Document -
---
As is [detailed very thoroughly here](http://www.av8n.com/physics/uncertainty.htm), there are many methods for doing error propagation. Probably the most common is the calculus approach which assumes that not only do all variables follow a normal distribution, but that any calculation does so as well. Note how the examples described here don't obey that latter issue. The link above carefully describes how the Monte Carlo method is the most accurate way of doing error propagation. From a numeric perspective, it's also the easiest (not counting the simple crankthreetimes). Certainly using a Computer Algebra System allows for coding up the calculus approach, but if the Monte Carlo approach is more accurate, why not do it and skip having to use a Computer Algebra System?
Subject Area  Mathematical/Numerical Methods 

Level  First Year 
Available Implementations  Mathematica, Python, and Easy Java Simulations 
Learning Objectives 
Students will be able to:
* Generate normally distributed random numbers (**Exercise 1**)
* Plot histograms. Calculate mean, median, and standard deviation for a distribution. Generate a new distribution from previously generated random numbers. (**Exercise 3**)
* Compare the analytical (calculus) approach to the Monte Carlo approach (**Exercises 2 and 3**)

Time to Complete  30 min 
These exercises are not tied to a specific programming language. Example implementations are provided under the Code tab, but the Exercises can be implemented in whatever platform you wish to use (e.g., Excel, Python, MATLAB, etc.).
1. Produce a large set of numbers that obey a normal distribution with a mean of 5.4 and a standard deviation of 0.2. Many computer programming languages have a weighted random number built in. You can also build your own using the Box Muller transformation that takes two uniformly distributed random numbers between 0 and 1 and returns two normally distributed random numbers with a mean of zero and a standard deviation of 1. These can then be transformed to match the requested mean and standard deviation.
Plot a histogram of the large data set, confirming that the peak and width are what you expected.
---
Supplied records -
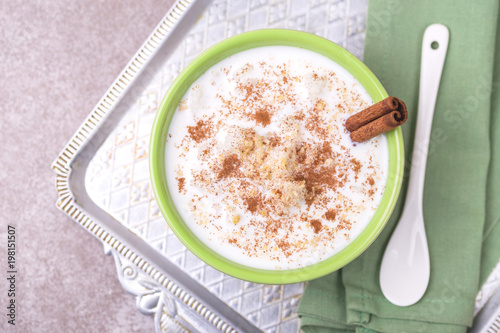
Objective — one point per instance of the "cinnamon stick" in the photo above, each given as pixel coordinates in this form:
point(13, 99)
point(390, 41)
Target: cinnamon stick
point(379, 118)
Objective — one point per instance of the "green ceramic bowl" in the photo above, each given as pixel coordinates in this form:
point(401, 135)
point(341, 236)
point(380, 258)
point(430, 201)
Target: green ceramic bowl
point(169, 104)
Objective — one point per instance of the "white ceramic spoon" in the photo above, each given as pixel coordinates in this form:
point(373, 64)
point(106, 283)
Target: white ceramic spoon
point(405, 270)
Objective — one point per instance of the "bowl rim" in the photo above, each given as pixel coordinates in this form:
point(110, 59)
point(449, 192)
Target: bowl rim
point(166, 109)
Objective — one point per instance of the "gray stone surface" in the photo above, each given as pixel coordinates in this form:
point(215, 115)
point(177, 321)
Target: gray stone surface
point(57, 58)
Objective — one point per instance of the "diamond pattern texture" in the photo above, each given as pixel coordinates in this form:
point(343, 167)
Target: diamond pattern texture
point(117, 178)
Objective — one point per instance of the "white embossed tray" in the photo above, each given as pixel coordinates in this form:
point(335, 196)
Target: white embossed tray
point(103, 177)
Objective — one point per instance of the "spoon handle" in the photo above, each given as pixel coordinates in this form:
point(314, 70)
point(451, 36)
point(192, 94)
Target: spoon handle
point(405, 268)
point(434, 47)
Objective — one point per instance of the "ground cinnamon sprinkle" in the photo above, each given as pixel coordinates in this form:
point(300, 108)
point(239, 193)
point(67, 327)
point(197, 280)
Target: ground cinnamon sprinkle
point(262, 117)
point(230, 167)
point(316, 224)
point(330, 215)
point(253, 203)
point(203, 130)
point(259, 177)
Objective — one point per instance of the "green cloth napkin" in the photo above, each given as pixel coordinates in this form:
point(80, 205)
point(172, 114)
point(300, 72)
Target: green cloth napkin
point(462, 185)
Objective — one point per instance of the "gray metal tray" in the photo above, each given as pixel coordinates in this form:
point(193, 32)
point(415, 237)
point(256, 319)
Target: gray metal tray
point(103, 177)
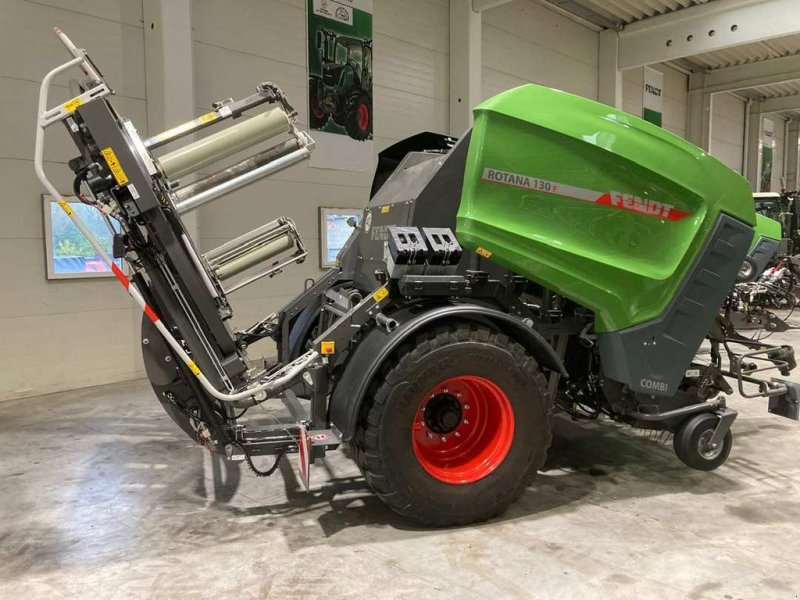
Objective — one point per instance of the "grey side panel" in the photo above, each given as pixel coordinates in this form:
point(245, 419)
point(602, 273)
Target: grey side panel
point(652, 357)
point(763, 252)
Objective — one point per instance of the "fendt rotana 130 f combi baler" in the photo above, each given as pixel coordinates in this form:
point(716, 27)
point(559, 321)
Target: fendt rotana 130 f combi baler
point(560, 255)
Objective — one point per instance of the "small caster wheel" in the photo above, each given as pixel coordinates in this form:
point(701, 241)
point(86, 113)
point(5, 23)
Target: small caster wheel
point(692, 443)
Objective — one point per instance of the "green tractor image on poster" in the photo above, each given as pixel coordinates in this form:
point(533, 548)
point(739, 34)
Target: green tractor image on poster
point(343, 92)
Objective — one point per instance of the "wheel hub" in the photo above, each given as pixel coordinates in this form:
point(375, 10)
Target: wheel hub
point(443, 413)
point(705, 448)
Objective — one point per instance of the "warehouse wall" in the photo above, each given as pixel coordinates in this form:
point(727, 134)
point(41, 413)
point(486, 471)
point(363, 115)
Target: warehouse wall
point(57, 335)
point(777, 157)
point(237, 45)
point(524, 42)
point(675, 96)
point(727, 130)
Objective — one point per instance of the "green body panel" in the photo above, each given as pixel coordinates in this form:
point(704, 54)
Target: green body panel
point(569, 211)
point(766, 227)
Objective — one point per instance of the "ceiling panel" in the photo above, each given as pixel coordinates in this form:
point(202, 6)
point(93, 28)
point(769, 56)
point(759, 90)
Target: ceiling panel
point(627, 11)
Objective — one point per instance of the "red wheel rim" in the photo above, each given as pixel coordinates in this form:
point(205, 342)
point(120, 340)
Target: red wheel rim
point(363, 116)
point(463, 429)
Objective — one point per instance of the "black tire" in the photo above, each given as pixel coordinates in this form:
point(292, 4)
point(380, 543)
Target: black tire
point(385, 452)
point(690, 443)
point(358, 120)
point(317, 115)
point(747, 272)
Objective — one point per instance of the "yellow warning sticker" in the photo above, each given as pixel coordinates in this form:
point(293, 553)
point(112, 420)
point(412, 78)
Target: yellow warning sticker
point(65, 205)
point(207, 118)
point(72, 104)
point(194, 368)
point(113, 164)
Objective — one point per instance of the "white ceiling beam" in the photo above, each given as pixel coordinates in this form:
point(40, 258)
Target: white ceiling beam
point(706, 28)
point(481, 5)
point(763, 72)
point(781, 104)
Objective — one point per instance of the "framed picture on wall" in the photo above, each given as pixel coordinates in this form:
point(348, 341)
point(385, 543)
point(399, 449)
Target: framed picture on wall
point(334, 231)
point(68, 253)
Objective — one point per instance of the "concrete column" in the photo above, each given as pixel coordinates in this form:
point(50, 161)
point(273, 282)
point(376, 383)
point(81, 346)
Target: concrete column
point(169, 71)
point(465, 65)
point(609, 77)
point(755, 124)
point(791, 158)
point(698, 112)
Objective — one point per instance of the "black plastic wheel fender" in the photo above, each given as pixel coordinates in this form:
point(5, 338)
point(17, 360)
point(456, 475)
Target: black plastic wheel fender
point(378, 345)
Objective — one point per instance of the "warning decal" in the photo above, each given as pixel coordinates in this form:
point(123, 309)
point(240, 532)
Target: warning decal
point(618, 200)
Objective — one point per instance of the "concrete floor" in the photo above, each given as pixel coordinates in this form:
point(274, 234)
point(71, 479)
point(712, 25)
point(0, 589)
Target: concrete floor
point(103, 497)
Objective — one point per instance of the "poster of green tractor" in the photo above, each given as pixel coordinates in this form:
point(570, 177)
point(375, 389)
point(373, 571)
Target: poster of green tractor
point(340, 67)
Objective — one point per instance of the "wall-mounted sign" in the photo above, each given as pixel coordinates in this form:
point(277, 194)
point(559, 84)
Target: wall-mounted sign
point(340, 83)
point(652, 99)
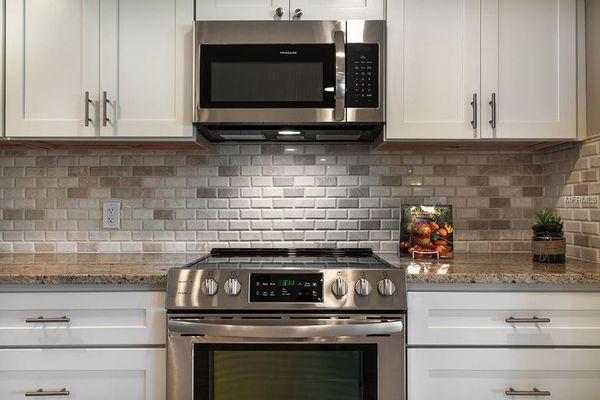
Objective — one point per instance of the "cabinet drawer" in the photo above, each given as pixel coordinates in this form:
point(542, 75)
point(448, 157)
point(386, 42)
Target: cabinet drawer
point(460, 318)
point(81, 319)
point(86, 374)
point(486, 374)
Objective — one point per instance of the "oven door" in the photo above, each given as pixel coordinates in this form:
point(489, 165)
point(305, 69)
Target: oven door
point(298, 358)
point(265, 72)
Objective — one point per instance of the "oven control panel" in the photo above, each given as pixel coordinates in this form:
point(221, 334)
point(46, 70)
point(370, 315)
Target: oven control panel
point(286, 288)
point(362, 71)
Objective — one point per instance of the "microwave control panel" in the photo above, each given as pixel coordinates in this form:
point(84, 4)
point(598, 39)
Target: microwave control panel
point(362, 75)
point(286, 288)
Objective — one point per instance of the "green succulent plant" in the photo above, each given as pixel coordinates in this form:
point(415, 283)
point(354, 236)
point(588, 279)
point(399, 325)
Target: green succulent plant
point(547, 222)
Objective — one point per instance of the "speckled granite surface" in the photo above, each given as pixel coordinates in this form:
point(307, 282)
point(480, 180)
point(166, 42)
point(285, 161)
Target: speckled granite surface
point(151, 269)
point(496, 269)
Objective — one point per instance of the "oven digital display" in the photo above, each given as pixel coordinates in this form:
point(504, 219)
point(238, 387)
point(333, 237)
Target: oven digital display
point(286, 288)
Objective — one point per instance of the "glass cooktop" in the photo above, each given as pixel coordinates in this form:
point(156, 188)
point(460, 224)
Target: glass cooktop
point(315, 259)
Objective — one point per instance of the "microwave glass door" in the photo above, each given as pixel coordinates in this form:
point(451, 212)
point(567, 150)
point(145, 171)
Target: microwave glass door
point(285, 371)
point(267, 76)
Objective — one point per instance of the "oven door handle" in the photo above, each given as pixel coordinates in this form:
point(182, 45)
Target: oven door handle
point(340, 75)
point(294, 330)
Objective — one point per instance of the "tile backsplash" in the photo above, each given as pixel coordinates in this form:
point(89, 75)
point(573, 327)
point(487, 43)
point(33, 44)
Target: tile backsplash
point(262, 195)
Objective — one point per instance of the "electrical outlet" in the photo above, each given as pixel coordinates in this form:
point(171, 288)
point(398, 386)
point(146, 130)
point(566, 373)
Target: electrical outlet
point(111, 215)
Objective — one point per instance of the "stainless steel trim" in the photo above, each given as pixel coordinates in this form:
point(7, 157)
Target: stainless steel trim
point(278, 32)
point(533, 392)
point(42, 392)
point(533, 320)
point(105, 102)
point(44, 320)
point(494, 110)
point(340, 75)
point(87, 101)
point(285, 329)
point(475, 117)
---
The problem - Replace "Box Muller transformation" with "Box-Muller transform" and write out the error propagation text between "1. Produce a" and "what you expected.", inclusive. The lines above aren't needed here.

Reply -
1. Produce a large set of numbers that obey a normal distribution with a mean of 5.4 and a standard deviation of 0.2. Many computer programming languages have a weighted random number built in. You can also build your own using the Box-Muller transform that takes two uniformly distributed random numbers between 0 and 1 and returns two normally distributed random numbers with a mean of zero and a standard deviation of 1. These can then be transformed to match the requested mean and standard deviation.
Plot a histogram of the large data set, confirming that the peak and width are what you expected.